** start **
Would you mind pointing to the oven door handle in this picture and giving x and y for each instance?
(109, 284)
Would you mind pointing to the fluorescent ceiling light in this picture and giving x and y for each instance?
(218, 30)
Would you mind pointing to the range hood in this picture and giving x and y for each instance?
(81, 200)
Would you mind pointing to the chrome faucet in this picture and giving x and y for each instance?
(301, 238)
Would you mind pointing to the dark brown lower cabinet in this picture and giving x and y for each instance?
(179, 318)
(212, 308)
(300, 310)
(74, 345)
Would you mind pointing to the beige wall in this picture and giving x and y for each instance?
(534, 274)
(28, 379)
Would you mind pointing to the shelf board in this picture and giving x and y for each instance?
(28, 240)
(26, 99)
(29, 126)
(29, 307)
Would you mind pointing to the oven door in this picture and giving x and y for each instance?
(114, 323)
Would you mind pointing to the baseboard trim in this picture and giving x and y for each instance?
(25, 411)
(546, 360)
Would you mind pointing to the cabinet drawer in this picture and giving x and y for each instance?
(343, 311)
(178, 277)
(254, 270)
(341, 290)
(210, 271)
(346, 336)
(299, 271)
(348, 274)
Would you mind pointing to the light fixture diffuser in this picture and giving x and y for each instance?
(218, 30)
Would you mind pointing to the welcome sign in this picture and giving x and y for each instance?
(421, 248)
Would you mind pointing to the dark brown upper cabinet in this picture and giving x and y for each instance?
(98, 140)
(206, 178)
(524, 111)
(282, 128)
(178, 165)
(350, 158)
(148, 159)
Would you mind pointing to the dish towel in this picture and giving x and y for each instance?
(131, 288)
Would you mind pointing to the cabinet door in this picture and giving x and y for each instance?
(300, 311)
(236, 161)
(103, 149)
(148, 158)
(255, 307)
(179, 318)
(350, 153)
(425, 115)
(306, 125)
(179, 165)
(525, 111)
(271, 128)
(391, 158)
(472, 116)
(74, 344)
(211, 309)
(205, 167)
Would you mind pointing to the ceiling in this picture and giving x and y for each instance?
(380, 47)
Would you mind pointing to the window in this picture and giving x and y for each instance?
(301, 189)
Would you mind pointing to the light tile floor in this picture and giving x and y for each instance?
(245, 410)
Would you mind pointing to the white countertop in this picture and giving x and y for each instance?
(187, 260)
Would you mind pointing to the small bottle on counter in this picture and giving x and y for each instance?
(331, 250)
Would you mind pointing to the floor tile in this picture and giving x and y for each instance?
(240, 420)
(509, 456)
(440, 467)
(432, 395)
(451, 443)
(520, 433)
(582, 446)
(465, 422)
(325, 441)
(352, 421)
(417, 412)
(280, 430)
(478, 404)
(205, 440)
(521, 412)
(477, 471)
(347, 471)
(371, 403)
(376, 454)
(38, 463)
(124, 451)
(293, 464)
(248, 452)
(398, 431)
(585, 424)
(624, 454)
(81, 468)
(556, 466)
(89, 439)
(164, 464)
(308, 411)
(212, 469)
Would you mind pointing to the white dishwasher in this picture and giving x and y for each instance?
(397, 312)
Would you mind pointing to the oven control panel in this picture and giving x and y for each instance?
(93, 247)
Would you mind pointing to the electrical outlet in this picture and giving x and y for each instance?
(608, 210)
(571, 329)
** end **
** start **
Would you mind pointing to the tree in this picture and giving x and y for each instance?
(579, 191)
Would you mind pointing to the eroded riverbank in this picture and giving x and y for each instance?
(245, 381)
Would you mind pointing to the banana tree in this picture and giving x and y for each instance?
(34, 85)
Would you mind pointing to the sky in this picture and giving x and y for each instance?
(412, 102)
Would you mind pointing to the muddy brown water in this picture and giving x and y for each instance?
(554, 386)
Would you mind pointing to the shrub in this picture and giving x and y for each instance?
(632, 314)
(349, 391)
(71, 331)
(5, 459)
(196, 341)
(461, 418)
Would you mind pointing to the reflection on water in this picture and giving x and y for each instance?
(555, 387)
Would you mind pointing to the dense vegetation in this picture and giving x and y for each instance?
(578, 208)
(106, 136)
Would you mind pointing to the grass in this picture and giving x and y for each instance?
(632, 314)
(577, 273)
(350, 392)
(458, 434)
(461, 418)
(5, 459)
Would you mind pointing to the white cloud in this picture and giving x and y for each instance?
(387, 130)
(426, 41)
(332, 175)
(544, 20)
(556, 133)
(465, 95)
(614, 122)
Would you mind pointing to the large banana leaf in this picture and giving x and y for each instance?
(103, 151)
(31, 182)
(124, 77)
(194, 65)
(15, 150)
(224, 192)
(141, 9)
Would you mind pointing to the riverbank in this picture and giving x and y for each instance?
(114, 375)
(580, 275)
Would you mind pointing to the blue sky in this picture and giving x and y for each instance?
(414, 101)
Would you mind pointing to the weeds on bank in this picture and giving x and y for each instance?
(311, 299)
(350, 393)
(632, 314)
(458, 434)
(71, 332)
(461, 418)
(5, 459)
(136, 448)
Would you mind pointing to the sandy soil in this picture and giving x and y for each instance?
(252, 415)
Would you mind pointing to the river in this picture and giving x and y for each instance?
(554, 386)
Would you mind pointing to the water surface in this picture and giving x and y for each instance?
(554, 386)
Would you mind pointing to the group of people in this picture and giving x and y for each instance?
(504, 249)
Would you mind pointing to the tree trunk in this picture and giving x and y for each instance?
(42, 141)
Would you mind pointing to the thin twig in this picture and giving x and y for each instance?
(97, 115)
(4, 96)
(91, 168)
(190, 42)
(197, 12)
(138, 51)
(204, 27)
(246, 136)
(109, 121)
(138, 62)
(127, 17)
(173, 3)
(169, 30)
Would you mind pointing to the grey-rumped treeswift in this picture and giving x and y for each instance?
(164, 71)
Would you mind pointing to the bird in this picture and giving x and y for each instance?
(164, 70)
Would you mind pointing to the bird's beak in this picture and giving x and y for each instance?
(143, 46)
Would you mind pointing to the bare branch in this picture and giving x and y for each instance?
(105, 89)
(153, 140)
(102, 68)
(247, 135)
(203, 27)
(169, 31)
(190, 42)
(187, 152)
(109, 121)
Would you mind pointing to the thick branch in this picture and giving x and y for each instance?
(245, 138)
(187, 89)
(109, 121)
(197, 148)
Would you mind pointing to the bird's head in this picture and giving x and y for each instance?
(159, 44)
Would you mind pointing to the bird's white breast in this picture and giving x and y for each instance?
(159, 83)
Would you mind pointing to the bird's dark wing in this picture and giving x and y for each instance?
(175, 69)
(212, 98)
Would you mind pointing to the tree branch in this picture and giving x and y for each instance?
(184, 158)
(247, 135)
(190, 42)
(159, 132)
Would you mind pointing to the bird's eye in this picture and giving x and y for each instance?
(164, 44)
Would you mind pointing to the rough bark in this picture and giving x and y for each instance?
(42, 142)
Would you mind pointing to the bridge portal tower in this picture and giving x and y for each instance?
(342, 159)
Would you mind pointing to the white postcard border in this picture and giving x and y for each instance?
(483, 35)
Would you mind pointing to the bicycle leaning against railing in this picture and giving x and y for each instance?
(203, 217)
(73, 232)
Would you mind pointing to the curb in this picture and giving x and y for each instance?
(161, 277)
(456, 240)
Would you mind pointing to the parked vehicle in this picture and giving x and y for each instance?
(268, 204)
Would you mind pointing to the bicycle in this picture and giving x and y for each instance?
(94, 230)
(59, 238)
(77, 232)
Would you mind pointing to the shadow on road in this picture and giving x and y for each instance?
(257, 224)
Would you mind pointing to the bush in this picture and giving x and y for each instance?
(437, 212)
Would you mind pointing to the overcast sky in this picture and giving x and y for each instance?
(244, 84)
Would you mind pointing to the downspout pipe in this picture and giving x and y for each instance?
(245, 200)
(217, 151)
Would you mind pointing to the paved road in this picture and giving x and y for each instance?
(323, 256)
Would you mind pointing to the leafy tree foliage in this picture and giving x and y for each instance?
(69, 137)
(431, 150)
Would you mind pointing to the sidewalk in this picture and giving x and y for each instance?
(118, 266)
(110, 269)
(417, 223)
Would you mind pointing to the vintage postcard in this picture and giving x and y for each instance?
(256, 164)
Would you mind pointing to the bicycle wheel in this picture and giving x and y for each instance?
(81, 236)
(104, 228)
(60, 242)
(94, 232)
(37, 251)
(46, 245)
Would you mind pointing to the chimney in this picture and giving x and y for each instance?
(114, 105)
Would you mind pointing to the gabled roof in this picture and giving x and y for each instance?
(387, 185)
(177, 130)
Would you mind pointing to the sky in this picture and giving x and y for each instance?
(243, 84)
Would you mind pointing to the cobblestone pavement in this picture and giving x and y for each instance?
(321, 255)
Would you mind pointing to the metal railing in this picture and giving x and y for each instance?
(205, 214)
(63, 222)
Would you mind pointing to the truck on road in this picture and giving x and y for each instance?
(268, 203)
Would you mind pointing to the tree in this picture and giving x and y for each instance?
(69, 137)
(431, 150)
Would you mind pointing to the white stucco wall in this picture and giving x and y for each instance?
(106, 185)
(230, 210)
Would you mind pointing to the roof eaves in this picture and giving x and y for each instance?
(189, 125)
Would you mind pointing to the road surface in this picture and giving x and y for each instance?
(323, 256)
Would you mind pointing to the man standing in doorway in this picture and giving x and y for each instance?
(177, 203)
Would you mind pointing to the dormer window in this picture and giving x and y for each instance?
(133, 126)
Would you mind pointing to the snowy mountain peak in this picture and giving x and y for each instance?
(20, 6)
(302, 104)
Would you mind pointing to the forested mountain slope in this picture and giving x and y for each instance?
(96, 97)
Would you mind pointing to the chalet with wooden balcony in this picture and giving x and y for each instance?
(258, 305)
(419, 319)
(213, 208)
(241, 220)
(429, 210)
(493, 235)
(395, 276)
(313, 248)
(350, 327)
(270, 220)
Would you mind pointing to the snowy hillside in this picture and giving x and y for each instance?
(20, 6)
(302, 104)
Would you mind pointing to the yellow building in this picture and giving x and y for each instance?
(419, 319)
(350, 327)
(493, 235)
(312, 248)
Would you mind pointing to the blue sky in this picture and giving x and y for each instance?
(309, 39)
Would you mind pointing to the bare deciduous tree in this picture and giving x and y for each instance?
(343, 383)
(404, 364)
** end **
** start **
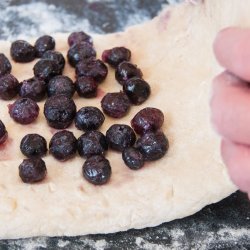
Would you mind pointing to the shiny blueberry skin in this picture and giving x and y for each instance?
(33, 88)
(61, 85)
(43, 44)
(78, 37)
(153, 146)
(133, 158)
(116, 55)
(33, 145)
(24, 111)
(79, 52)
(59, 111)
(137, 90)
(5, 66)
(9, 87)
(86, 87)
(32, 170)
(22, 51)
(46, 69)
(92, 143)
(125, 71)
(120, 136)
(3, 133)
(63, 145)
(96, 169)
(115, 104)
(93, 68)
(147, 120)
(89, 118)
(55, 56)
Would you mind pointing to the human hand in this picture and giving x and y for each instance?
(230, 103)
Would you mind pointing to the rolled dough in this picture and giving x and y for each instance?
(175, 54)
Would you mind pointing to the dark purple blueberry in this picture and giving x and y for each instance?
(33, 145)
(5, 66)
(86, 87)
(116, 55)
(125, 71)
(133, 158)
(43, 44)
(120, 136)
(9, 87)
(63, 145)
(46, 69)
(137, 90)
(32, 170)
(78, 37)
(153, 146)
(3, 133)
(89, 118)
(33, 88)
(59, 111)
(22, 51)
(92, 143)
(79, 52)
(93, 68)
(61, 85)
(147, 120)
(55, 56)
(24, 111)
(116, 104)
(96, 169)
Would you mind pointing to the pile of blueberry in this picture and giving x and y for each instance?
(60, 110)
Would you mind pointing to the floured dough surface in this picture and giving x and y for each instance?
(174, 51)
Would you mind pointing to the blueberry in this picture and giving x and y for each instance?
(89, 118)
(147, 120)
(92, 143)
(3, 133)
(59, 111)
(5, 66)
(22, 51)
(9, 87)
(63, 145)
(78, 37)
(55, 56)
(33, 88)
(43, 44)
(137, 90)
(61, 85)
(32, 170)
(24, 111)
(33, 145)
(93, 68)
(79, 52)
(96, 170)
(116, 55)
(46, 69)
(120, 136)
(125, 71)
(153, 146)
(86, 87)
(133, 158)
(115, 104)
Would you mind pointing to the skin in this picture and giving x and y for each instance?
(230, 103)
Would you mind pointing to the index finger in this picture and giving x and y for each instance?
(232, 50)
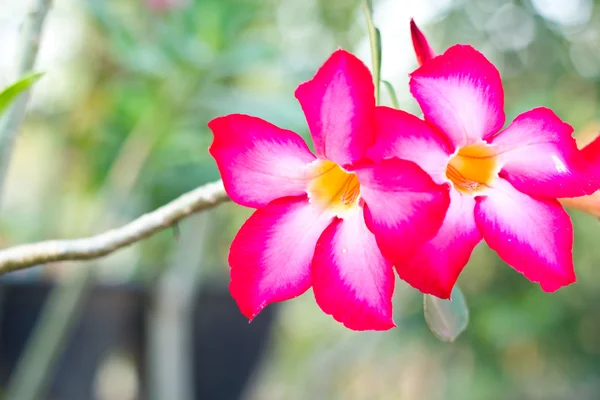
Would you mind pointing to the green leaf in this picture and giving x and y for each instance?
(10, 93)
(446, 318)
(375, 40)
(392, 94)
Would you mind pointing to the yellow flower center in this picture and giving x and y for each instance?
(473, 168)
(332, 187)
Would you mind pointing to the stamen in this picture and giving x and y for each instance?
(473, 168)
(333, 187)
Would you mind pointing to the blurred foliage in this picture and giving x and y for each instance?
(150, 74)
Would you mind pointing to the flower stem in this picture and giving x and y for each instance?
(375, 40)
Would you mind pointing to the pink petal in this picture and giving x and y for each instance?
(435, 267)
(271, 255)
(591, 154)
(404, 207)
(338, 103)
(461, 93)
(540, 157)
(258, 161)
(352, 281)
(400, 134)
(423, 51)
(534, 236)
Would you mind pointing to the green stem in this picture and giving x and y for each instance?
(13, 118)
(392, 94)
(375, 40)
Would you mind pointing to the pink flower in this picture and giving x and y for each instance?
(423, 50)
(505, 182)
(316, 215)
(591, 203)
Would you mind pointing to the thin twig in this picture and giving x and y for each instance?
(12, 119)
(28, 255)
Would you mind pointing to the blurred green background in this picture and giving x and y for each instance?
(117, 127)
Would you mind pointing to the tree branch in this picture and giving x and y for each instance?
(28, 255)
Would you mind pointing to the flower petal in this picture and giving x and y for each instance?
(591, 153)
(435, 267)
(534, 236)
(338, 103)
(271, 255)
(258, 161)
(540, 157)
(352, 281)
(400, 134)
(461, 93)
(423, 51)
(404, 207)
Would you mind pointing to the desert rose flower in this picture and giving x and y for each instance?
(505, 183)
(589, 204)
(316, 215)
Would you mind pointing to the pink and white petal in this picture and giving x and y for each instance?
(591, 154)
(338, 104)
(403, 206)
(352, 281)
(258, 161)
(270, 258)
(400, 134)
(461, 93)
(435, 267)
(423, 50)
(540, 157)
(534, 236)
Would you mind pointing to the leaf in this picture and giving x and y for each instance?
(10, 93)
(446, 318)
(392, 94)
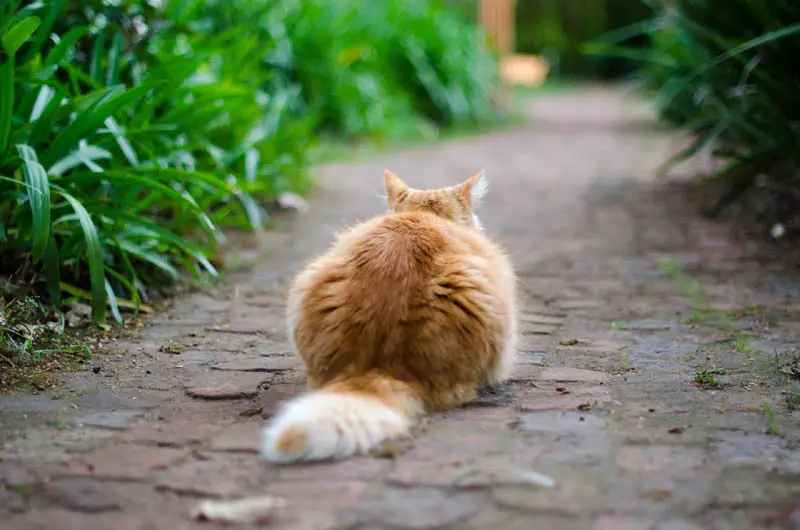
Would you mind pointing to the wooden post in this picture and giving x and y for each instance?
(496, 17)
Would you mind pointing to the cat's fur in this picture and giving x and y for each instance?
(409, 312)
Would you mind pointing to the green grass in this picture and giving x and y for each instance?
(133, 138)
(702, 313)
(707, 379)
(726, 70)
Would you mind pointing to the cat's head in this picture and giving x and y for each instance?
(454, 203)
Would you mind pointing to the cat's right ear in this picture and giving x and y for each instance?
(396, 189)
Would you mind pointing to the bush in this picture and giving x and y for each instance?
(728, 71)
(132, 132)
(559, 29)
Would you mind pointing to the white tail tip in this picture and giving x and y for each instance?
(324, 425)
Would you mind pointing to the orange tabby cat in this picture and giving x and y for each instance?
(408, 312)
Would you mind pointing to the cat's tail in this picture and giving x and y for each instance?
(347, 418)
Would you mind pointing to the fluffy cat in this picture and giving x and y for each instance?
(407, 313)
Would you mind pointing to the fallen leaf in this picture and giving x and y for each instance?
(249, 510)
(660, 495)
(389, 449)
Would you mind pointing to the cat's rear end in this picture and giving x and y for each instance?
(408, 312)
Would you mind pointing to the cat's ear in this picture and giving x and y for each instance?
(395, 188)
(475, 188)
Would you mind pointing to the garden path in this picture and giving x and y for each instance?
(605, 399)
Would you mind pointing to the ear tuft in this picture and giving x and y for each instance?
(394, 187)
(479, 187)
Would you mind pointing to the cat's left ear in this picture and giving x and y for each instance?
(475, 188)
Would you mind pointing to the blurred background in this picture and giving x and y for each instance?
** end **
• [REQUEST]: Collect every line from the entries above that contains the word "wooden". Case counts.

• [SOLUTION TO THIS PROBLEM]:
Would you mind pointing to the chalet with wooden balcony in this picture and giving x and y for each instance?
Would you mind pointing to the wooden post in this picture and giving x and y for each instance?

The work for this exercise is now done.